» **Aim of the task**
Return the whole listing, keeping every character the same.

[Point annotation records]
+===+

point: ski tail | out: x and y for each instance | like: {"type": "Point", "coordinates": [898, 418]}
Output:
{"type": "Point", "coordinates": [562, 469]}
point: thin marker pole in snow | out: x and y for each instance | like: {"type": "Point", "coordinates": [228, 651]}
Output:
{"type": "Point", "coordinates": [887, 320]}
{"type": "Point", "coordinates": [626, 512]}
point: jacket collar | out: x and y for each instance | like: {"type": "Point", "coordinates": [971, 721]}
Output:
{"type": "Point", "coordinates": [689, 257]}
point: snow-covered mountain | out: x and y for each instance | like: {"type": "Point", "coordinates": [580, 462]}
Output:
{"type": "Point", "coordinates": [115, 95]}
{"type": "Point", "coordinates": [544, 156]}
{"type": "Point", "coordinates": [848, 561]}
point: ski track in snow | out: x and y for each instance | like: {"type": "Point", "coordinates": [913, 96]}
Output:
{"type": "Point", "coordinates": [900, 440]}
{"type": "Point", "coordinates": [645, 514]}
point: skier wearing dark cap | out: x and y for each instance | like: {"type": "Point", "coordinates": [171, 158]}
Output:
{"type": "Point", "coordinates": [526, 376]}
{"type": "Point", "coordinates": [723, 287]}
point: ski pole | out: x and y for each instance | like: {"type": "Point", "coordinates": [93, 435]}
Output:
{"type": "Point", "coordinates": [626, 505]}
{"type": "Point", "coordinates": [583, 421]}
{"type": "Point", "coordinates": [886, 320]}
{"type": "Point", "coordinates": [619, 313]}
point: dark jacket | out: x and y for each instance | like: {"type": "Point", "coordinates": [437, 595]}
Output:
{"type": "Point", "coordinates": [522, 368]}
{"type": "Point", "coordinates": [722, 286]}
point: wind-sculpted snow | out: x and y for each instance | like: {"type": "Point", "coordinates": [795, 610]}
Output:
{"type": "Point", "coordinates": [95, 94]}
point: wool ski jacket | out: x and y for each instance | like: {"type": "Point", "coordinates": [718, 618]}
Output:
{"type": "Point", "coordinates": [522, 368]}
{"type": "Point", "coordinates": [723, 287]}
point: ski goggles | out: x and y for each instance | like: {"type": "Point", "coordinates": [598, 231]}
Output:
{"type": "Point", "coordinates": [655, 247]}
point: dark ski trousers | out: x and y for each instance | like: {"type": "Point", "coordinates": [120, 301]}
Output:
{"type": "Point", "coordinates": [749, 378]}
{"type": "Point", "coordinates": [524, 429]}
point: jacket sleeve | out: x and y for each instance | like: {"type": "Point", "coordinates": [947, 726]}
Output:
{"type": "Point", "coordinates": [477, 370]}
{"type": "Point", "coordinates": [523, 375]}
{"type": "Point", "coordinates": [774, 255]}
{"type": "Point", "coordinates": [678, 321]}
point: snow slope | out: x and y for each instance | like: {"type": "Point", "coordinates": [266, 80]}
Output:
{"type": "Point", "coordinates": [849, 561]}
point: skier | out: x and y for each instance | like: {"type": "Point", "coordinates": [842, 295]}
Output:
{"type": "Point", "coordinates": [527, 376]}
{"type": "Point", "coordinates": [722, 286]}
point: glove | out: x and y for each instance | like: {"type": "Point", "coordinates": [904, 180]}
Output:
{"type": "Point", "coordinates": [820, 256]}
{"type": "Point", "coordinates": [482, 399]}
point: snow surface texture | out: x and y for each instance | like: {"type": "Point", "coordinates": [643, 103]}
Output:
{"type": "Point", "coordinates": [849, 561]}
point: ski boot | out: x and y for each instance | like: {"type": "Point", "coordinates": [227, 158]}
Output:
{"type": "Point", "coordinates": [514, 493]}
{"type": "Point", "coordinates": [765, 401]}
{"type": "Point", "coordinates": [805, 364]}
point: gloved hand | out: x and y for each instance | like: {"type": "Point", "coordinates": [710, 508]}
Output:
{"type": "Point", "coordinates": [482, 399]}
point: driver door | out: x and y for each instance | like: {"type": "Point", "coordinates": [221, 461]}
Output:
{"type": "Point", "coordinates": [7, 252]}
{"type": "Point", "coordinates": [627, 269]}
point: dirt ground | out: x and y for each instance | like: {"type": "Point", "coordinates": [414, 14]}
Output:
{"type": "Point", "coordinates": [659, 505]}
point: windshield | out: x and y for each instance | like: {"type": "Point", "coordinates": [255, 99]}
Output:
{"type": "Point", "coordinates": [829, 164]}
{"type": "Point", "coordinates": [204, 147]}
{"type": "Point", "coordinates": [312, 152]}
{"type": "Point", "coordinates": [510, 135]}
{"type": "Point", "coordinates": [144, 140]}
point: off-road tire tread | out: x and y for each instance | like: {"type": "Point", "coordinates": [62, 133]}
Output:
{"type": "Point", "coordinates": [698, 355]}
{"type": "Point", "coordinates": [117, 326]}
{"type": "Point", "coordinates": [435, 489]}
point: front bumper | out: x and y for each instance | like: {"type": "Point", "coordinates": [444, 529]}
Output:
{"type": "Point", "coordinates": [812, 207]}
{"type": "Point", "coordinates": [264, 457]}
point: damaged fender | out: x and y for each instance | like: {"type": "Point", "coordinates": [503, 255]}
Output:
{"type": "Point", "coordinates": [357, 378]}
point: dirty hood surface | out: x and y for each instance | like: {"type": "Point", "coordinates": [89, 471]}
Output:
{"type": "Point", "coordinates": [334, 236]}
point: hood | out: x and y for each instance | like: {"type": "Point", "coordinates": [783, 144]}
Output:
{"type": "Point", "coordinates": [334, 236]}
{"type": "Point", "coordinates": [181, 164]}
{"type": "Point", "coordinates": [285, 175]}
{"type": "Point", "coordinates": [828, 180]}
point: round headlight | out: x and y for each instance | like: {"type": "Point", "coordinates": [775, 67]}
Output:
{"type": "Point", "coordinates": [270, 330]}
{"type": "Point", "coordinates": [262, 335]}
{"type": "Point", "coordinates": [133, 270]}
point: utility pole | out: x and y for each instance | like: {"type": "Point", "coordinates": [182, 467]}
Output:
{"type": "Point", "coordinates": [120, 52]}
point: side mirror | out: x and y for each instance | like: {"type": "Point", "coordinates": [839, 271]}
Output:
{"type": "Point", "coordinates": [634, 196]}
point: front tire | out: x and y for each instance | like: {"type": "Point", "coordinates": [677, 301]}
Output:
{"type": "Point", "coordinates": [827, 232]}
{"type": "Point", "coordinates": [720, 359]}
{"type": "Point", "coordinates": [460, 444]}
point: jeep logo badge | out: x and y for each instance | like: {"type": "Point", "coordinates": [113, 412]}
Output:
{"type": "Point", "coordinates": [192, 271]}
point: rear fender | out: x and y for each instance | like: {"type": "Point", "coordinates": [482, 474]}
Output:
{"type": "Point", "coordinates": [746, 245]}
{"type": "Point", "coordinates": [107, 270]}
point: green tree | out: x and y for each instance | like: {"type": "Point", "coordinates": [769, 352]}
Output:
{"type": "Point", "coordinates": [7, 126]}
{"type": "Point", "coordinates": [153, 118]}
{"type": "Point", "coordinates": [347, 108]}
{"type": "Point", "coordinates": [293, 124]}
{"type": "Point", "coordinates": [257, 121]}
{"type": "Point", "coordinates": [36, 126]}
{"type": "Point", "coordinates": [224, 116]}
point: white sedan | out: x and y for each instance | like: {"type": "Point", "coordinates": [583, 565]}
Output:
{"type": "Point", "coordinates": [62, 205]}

+===+

» **Written answer**
point: ski tail | out: x and y for each instance | like: {"type": "Point", "coordinates": [898, 418]}
Output:
{"type": "Point", "coordinates": [562, 469]}
point: thin marker pole in snow | out: x and y for each instance | like: {"type": "Point", "coordinates": [228, 651]}
Output:
{"type": "Point", "coordinates": [887, 320]}
{"type": "Point", "coordinates": [626, 512]}
point: jacket collar | out: x and y for each instance | like: {"type": "Point", "coordinates": [971, 721]}
Output:
{"type": "Point", "coordinates": [689, 257]}
point: snow-covered mountain | out: x and y for each instance | like: {"type": "Point", "coordinates": [580, 462]}
Output:
{"type": "Point", "coordinates": [115, 95]}
{"type": "Point", "coordinates": [544, 156]}
{"type": "Point", "coordinates": [848, 561]}
point: ski track in snow | out: x and y for each instance | like: {"type": "Point", "coordinates": [913, 96]}
Output:
{"type": "Point", "coordinates": [900, 440]}
{"type": "Point", "coordinates": [645, 514]}
point: skier wearing dark cap | out: x and y for each instance | like: {"type": "Point", "coordinates": [171, 158]}
Output:
{"type": "Point", "coordinates": [526, 376]}
{"type": "Point", "coordinates": [723, 287]}
point: ski pole | out: x and y for each instance | like: {"type": "Point", "coordinates": [93, 435]}
Output:
{"type": "Point", "coordinates": [626, 505]}
{"type": "Point", "coordinates": [583, 421]}
{"type": "Point", "coordinates": [886, 320]}
{"type": "Point", "coordinates": [619, 313]}
point: dark jacket | out: x and y for each instance | like: {"type": "Point", "coordinates": [437, 595]}
Output:
{"type": "Point", "coordinates": [522, 368]}
{"type": "Point", "coordinates": [722, 286]}
point: wind-sculpted snow | out: x and y for each instance | like: {"type": "Point", "coordinates": [795, 610]}
Output:
{"type": "Point", "coordinates": [95, 94]}
point: wool ski jacket | out: x and y for each instance | like: {"type": "Point", "coordinates": [718, 618]}
Output:
{"type": "Point", "coordinates": [522, 368]}
{"type": "Point", "coordinates": [723, 287]}
point: ski goggles | out: x and y for each instance | like: {"type": "Point", "coordinates": [598, 231]}
Output:
{"type": "Point", "coordinates": [655, 247]}
point: dark ski trousers | out: x and y for each instance | like: {"type": "Point", "coordinates": [120, 301]}
Output:
{"type": "Point", "coordinates": [749, 378]}
{"type": "Point", "coordinates": [524, 429]}
point: jacket sleeve | out: x and y for each instance | like: {"type": "Point", "coordinates": [947, 726]}
Output:
{"type": "Point", "coordinates": [477, 370]}
{"type": "Point", "coordinates": [523, 375]}
{"type": "Point", "coordinates": [774, 255]}
{"type": "Point", "coordinates": [678, 321]}
point: snow slope | out: x and y for each instance | like: {"type": "Point", "coordinates": [266, 80]}
Output:
{"type": "Point", "coordinates": [849, 561]}
point: skier | out: x and y for each instance | like: {"type": "Point", "coordinates": [842, 295]}
Output:
{"type": "Point", "coordinates": [527, 376]}
{"type": "Point", "coordinates": [722, 286]}
point: glove | out: x and y for each instance | like: {"type": "Point", "coordinates": [904, 180]}
Output:
{"type": "Point", "coordinates": [820, 256]}
{"type": "Point", "coordinates": [482, 399]}
point: snow surface texture | out: x and y for each instance | like: {"type": "Point", "coordinates": [643, 103]}
Output:
{"type": "Point", "coordinates": [849, 561]}
point: ski boot | out: x and y for each instance | like: {"type": "Point", "coordinates": [227, 158]}
Output:
{"type": "Point", "coordinates": [514, 493]}
{"type": "Point", "coordinates": [765, 401]}
{"type": "Point", "coordinates": [805, 364]}
point: gloved hand | out: x and y for each instance | like: {"type": "Point", "coordinates": [710, 508]}
Output:
{"type": "Point", "coordinates": [482, 399]}
point: driver door | out: x and y for each instance | like: {"type": "Point", "coordinates": [221, 461]}
Output:
{"type": "Point", "coordinates": [7, 252]}
{"type": "Point", "coordinates": [627, 269]}
point: dirt ground | out: x and y for each instance | like: {"type": "Point", "coordinates": [414, 14]}
Output:
{"type": "Point", "coordinates": [659, 505]}
point: windshield | out: x and y for each instance | like: {"type": "Point", "coordinates": [255, 99]}
Output:
{"type": "Point", "coordinates": [829, 164]}
{"type": "Point", "coordinates": [204, 147]}
{"type": "Point", "coordinates": [312, 152]}
{"type": "Point", "coordinates": [510, 135]}
{"type": "Point", "coordinates": [144, 140]}
point: off-road tire tread | out: x and y for each instance | like: {"type": "Point", "coordinates": [62, 133]}
Output:
{"type": "Point", "coordinates": [698, 355]}
{"type": "Point", "coordinates": [117, 326]}
{"type": "Point", "coordinates": [435, 489]}
point: front bumper | out: x and y for each instance | like: {"type": "Point", "coordinates": [444, 529]}
Output:
{"type": "Point", "coordinates": [812, 207]}
{"type": "Point", "coordinates": [264, 457]}
point: damaged fender | out: x and y for each instance | like: {"type": "Point", "coordinates": [503, 255]}
Output:
{"type": "Point", "coordinates": [357, 378]}
point: dirty hood surface | out: x and y for each instance | like: {"type": "Point", "coordinates": [89, 471]}
Output:
{"type": "Point", "coordinates": [334, 236]}
point: hood | out: x and y for each instance | like: {"type": "Point", "coordinates": [783, 144]}
Output:
{"type": "Point", "coordinates": [334, 236]}
{"type": "Point", "coordinates": [181, 164]}
{"type": "Point", "coordinates": [285, 175]}
{"type": "Point", "coordinates": [828, 180]}
point: round headlight | out: x and y for each instance | like: {"type": "Point", "coordinates": [775, 67]}
Output:
{"type": "Point", "coordinates": [270, 330]}
{"type": "Point", "coordinates": [262, 335]}
{"type": "Point", "coordinates": [133, 270]}
point: utility pole | out: x and y for each instance | like: {"type": "Point", "coordinates": [182, 467]}
Output:
{"type": "Point", "coordinates": [120, 52]}
point: side mirror | out: x and y for each instance | like: {"type": "Point", "coordinates": [839, 271]}
Output:
{"type": "Point", "coordinates": [634, 196]}
point: front tire | out: x and y for each instance | like: {"type": "Point", "coordinates": [677, 301]}
Output:
{"type": "Point", "coordinates": [827, 232]}
{"type": "Point", "coordinates": [720, 359]}
{"type": "Point", "coordinates": [460, 444]}
point: jeep logo badge | out: x and y for each instance | like: {"type": "Point", "coordinates": [113, 412]}
Output:
{"type": "Point", "coordinates": [192, 271]}
point: rear fender | out: x and y for each instance | like: {"type": "Point", "coordinates": [482, 474]}
Output:
{"type": "Point", "coordinates": [746, 245]}
{"type": "Point", "coordinates": [107, 270]}
point: green tree | out: x and y for each instance | like: {"type": "Point", "coordinates": [769, 352]}
Output:
{"type": "Point", "coordinates": [7, 126]}
{"type": "Point", "coordinates": [153, 118]}
{"type": "Point", "coordinates": [347, 108]}
{"type": "Point", "coordinates": [293, 124]}
{"type": "Point", "coordinates": [257, 121]}
{"type": "Point", "coordinates": [36, 126]}
{"type": "Point", "coordinates": [224, 116]}
point: white sedan | out: x and y for each instance | like: {"type": "Point", "coordinates": [583, 565]}
Output:
{"type": "Point", "coordinates": [62, 205]}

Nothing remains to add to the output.